— Start of SUPPLIED RECORDS —
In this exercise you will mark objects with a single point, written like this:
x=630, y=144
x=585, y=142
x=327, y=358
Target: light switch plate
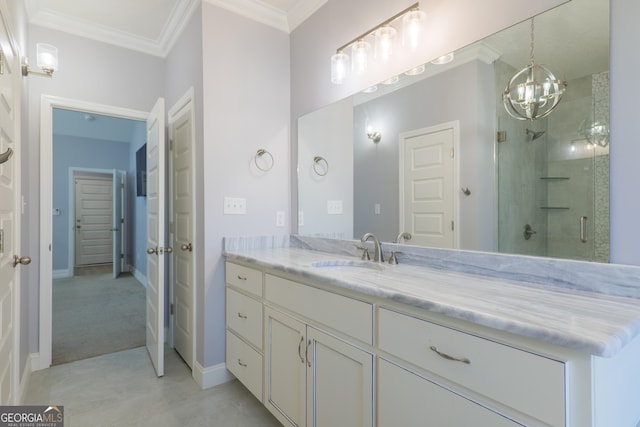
x=235, y=206
x=334, y=207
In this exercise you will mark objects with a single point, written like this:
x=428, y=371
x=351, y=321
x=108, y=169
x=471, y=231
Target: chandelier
x=533, y=92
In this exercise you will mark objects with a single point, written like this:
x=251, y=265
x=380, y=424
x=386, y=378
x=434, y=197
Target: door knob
x=23, y=260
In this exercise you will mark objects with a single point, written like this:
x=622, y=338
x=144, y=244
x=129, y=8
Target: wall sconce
x=373, y=135
x=384, y=37
x=47, y=61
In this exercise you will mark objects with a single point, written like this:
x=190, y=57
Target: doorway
x=99, y=283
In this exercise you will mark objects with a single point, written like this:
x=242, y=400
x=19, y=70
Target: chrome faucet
x=403, y=235
x=377, y=247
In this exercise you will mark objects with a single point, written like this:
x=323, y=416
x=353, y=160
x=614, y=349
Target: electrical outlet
x=235, y=206
x=334, y=207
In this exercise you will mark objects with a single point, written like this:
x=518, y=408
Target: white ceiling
x=151, y=26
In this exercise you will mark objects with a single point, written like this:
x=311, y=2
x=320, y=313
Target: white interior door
x=94, y=219
x=427, y=171
x=156, y=236
x=182, y=319
x=119, y=179
x=9, y=222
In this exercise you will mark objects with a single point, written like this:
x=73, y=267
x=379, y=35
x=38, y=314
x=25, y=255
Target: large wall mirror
x=453, y=168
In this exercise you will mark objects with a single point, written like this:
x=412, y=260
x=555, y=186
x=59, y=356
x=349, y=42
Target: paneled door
x=156, y=236
x=94, y=219
x=181, y=226
x=10, y=207
x=427, y=172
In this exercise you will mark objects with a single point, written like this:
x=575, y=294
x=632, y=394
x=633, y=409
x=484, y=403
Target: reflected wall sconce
x=384, y=38
x=373, y=135
x=47, y=61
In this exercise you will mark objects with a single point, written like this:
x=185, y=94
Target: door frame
x=47, y=104
x=455, y=127
x=184, y=105
x=72, y=243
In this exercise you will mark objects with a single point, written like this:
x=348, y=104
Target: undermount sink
x=347, y=265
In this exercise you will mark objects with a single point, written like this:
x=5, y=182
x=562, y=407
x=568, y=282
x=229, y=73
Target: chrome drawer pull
x=300, y=350
x=446, y=356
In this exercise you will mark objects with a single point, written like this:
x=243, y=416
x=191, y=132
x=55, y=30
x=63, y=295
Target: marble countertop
x=595, y=323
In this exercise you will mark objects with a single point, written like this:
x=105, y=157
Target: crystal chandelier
x=533, y=92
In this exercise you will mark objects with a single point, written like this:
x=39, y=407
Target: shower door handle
x=583, y=229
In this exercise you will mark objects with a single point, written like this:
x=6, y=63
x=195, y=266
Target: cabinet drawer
x=244, y=277
x=347, y=315
x=406, y=399
x=245, y=363
x=244, y=316
x=524, y=381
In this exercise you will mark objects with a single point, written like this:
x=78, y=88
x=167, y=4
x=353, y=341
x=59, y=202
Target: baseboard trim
x=139, y=277
x=61, y=274
x=31, y=365
x=211, y=376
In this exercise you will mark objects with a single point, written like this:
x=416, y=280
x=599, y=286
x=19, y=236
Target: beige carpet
x=94, y=314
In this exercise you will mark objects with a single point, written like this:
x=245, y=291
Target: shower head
x=534, y=135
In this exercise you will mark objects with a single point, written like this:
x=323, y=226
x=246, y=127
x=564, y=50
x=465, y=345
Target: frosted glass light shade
x=385, y=39
x=360, y=56
x=413, y=27
x=47, y=57
x=339, y=68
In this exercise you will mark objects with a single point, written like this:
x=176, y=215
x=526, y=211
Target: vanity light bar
x=384, y=34
x=415, y=6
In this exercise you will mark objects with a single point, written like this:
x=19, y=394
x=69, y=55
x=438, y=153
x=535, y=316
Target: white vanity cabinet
x=312, y=377
x=244, y=326
x=484, y=376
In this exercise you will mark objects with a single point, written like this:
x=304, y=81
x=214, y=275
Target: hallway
x=121, y=389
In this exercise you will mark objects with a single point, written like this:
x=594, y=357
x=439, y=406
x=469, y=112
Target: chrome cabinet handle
x=22, y=260
x=300, y=350
x=583, y=229
x=446, y=356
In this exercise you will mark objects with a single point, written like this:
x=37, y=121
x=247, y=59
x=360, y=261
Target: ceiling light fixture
x=533, y=92
x=384, y=37
x=47, y=61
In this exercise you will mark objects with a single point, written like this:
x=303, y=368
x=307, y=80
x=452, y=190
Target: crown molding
x=92, y=30
x=276, y=18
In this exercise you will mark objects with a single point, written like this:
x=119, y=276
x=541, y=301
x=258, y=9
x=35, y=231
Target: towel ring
x=317, y=161
x=6, y=155
x=261, y=152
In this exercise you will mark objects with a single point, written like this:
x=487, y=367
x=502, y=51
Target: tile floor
x=121, y=389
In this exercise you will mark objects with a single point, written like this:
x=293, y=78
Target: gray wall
x=246, y=105
x=464, y=93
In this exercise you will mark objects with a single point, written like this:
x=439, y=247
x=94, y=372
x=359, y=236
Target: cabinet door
x=406, y=399
x=339, y=382
x=285, y=368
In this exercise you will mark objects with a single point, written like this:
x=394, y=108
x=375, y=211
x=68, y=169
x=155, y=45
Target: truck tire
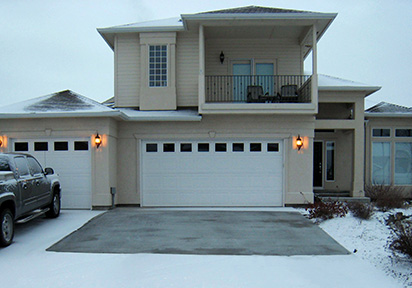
x=54, y=207
x=7, y=227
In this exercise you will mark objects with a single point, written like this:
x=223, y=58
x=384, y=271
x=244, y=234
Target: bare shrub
x=385, y=197
x=326, y=210
x=401, y=238
x=360, y=210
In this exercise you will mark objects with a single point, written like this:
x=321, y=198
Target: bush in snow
x=385, y=197
x=401, y=238
x=361, y=210
x=326, y=210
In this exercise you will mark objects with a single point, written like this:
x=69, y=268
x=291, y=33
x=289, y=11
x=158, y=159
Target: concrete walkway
x=136, y=230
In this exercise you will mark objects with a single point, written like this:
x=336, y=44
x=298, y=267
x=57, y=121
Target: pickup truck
x=26, y=192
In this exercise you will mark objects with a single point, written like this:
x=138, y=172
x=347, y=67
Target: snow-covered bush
x=385, y=197
x=360, y=210
x=326, y=210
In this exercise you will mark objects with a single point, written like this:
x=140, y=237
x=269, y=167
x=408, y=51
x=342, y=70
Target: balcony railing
x=258, y=89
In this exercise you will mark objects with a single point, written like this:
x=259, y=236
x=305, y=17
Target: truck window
x=21, y=166
x=34, y=166
x=4, y=165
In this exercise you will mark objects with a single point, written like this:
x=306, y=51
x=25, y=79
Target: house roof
x=253, y=9
x=384, y=109
x=322, y=20
x=330, y=83
x=61, y=104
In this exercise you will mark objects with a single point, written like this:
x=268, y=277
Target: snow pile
x=368, y=239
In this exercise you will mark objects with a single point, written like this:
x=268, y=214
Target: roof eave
x=387, y=115
x=367, y=89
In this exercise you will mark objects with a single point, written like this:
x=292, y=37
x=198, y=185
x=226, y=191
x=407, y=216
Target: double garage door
x=70, y=159
x=212, y=173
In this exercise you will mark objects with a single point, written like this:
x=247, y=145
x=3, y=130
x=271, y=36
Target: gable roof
x=384, y=109
x=61, y=104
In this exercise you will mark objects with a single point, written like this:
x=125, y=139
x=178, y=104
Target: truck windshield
x=4, y=164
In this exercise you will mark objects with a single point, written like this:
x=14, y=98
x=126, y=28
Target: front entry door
x=317, y=164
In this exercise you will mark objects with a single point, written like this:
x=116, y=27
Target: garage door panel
x=213, y=178
x=73, y=167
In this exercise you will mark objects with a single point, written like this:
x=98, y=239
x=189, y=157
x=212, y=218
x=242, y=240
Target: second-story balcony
x=258, y=89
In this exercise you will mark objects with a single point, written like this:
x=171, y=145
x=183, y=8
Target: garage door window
x=21, y=146
x=81, y=145
x=41, y=146
x=273, y=147
x=220, y=147
x=185, y=147
x=168, y=147
x=238, y=147
x=203, y=147
x=61, y=146
x=255, y=147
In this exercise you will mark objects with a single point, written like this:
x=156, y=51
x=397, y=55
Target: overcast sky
x=52, y=45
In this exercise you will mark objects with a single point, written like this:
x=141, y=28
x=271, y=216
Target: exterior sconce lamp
x=299, y=142
x=97, y=140
x=222, y=57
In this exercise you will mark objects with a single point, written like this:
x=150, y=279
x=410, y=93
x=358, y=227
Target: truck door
x=28, y=201
x=40, y=185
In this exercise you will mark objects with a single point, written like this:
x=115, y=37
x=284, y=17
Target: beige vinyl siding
x=127, y=70
x=286, y=53
x=187, y=68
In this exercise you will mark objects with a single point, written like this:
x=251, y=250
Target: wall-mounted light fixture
x=97, y=140
x=222, y=57
x=299, y=142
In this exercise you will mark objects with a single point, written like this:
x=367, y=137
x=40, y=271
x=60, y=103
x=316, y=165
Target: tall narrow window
x=381, y=163
x=330, y=161
x=157, y=65
x=403, y=163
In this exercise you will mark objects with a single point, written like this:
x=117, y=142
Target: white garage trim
x=71, y=160
x=242, y=173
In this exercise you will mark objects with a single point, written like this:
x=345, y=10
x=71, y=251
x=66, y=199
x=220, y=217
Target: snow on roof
x=173, y=115
x=253, y=9
x=60, y=103
x=389, y=109
x=326, y=82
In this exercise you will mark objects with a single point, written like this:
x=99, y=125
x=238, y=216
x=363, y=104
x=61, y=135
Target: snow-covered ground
x=370, y=240
x=26, y=263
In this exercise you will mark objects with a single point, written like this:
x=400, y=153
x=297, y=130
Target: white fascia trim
x=60, y=115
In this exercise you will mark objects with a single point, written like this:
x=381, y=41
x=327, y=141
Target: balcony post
x=314, y=68
x=201, y=68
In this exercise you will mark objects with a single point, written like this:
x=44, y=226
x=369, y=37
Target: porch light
x=222, y=57
x=97, y=140
x=299, y=142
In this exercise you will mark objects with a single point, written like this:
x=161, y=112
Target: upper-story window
x=157, y=65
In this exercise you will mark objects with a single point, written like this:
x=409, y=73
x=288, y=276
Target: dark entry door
x=317, y=164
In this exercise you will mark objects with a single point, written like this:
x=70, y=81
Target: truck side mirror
x=48, y=171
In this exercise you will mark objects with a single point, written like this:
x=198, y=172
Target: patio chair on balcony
x=255, y=94
x=289, y=93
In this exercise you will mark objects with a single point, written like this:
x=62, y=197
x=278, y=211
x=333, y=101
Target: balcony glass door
x=241, y=79
x=264, y=77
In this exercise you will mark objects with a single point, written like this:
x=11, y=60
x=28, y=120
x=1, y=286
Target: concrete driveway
x=137, y=230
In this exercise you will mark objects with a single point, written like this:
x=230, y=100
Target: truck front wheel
x=7, y=227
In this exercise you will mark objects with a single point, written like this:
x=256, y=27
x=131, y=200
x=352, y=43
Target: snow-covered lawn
x=26, y=263
x=370, y=240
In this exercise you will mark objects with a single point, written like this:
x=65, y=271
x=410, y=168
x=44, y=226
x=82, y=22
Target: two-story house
x=209, y=109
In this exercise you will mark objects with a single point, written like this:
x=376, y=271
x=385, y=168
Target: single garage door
x=70, y=159
x=212, y=173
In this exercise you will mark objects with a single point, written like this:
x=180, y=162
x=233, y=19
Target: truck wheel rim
x=7, y=227
x=56, y=204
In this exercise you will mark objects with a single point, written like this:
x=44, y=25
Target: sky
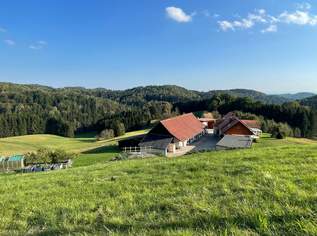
x=266, y=45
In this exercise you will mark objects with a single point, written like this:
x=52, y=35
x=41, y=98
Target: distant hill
x=297, y=96
x=256, y=95
x=311, y=101
x=37, y=109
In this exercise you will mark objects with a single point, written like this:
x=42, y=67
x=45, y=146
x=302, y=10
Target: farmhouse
x=173, y=134
x=231, y=125
x=208, y=122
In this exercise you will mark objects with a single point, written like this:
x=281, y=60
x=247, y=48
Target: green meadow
x=270, y=189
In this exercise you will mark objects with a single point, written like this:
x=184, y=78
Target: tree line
x=30, y=109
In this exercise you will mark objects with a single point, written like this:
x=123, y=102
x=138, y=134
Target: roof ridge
x=177, y=117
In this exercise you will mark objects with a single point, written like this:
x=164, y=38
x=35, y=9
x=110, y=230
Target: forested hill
x=35, y=109
x=311, y=101
x=297, y=96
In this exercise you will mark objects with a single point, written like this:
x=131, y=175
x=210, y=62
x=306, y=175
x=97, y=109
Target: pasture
x=270, y=189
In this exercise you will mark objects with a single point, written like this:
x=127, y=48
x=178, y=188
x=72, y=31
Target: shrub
x=48, y=156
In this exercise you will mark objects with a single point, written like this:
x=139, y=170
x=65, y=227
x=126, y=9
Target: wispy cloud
x=38, y=45
x=258, y=16
x=270, y=29
x=303, y=6
x=9, y=42
x=300, y=16
x=178, y=14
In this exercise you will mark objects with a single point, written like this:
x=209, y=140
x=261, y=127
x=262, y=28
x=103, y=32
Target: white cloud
x=298, y=18
x=38, y=45
x=270, y=29
x=9, y=42
x=303, y=6
x=259, y=16
x=226, y=25
x=178, y=14
x=206, y=13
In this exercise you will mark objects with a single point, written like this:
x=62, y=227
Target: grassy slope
x=270, y=189
x=23, y=144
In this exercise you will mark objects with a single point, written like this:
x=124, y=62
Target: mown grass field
x=270, y=189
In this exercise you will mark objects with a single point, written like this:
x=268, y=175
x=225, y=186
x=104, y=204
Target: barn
x=234, y=126
x=174, y=133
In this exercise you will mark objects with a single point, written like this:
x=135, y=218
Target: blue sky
x=267, y=45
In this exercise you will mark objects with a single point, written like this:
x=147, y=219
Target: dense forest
x=34, y=109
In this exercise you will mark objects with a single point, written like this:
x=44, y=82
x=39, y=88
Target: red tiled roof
x=231, y=121
x=183, y=127
x=252, y=123
x=206, y=119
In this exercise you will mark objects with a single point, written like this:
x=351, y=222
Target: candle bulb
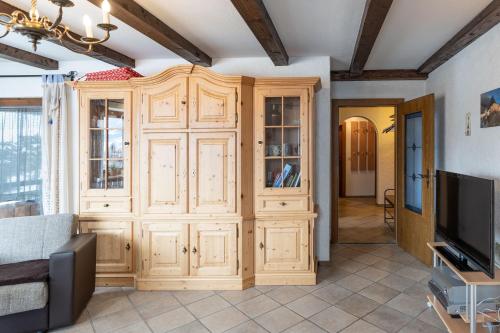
x=88, y=26
x=106, y=8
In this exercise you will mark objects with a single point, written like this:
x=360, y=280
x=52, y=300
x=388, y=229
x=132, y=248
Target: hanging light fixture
x=38, y=28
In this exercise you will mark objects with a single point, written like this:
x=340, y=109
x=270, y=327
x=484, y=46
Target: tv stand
x=459, y=261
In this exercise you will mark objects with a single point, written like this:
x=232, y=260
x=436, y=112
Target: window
x=20, y=150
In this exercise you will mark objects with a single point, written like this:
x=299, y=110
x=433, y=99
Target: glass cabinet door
x=107, y=144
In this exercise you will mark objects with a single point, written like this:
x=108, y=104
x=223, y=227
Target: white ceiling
x=413, y=29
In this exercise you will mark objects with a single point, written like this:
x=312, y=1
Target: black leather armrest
x=71, y=279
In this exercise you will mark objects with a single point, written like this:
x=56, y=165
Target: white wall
x=457, y=86
x=380, y=117
x=262, y=66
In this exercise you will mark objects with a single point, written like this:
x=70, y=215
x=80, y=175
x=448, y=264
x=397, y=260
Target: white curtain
x=55, y=145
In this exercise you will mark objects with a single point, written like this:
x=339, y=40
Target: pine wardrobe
x=196, y=180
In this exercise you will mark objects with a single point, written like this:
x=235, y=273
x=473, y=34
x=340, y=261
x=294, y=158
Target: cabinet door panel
x=212, y=105
x=282, y=246
x=165, y=105
x=163, y=173
x=213, y=249
x=165, y=249
x=114, y=245
x=213, y=172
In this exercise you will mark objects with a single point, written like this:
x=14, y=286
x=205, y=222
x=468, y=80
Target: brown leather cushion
x=24, y=272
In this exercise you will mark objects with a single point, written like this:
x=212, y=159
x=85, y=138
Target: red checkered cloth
x=118, y=74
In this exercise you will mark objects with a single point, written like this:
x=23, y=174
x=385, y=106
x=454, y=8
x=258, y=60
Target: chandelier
x=38, y=28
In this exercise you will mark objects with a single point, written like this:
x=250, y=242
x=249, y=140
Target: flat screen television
x=465, y=217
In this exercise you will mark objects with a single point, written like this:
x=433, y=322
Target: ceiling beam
x=378, y=75
x=482, y=23
x=99, y=52
x=373, y=19
x=27, y=58
x=258, y=20
x=143, y=21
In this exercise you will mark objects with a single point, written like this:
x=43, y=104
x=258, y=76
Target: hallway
x=362, y=221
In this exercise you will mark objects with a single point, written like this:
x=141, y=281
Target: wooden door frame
x=336, y=104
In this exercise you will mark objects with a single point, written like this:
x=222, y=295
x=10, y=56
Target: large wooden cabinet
x=174, y=180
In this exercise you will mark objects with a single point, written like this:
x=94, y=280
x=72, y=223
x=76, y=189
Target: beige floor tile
x=238, y=296
x=362, y=326
x=193, y=327
x=170, y=320
x=224, y=320
x=115, y=321
x=333, y=319
x=258, y=305
x=278, y=319
x=407, y=304
x=305, y=327
x=332, y=293
x=387, y=319
x=308, y=305
x=357, y=305
x=207, y=306
x=286, y=294
x=379, y=293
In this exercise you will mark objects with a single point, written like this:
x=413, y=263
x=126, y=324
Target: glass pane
x=413, y=162
x=273, y=172
x=115, y=144
x=97, y=171
x=291, y=145
x=97, y=113
x=292, y=111
x=115, y=174
x=97, y=144
x=291, y=170
x=273, y=142
x=273, y=111
x=115, y=113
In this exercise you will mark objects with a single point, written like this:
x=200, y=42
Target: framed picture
x=490, y=108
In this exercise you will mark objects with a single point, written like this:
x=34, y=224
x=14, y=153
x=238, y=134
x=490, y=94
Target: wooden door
x=114, y=245
x=163, y=173
x=213, y=249
x=165, y=249
x=415, y=176
x=165, y=105
x=212, y=164
x=212, y=105
x=282, y=245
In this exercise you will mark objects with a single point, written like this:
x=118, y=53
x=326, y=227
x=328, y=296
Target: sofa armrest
x=71, y=279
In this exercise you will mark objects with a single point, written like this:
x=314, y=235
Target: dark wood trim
x=258, y=20
x=373, y=19
x=131, y=13
x=99, y=52
x=27, y=58
x=32, y=101
x=482, y=23
x=336, y=104
x=378, y=75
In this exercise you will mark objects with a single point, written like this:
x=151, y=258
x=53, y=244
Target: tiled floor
x=362, y=221
x=368, y=288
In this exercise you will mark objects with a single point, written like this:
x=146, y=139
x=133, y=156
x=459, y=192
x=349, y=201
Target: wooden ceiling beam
x=373, y=19
x=131, y=13
x=378, y=75
x=99, y=52
x=482, y=23
x=258, y=20
x=27, y=58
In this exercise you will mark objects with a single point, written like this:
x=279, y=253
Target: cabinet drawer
x=282, y=204
x=105, y=205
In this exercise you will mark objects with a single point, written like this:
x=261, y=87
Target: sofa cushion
x=34, y=237
x=23, y=297
x=24, y=272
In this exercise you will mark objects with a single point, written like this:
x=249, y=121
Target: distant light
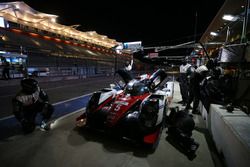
x=214, y=34
x=230, y=18
x=53, y=20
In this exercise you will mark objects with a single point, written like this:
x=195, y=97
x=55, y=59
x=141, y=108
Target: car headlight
x=149, y=113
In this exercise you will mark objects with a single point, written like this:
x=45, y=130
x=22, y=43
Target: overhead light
x=230, y=18
x=214, y=34
x=53, y=20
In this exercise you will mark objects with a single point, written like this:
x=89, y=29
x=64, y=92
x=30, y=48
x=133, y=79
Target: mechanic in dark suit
x=199, y=74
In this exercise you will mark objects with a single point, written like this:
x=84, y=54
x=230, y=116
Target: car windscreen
x=136, y=88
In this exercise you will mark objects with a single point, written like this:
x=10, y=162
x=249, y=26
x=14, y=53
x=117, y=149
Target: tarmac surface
x=65, y=145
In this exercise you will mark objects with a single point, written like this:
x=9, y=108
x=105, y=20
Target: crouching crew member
x=29, y=101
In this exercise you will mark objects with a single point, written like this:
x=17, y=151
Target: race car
x=135, y=110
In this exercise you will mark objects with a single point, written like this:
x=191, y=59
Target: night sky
x=153, y=22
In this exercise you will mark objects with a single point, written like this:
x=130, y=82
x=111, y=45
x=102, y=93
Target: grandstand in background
x=34, y=39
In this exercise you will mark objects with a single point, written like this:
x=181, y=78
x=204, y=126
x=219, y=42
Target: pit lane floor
x=65, y=145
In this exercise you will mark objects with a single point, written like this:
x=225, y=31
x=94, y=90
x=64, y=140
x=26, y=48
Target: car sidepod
x=152, y=118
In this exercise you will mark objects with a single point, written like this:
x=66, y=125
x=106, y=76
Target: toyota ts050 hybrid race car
x=136, y=110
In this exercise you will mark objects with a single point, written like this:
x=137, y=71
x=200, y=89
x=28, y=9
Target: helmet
x=29, y=85
x=127, y=63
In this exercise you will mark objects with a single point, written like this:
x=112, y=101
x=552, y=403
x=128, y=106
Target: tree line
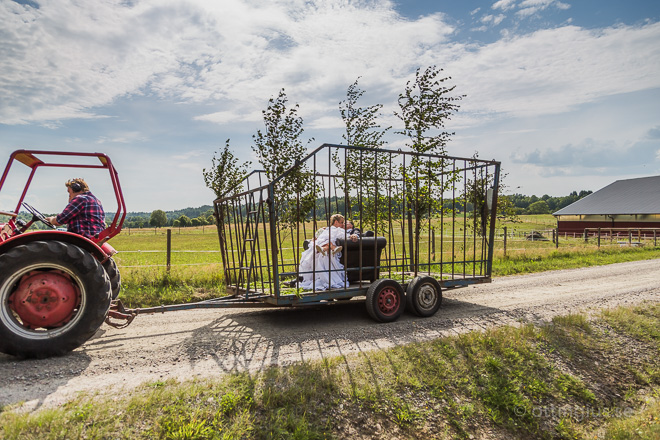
— End of SUPPLIED RECORDS —
• GIVEN TASK: Return every line of the items above that contains the word "story".

• SOLUTION FOR THIS EXERCISE:
Target: second-story balcony
Target: upper-story window
Target: two-story house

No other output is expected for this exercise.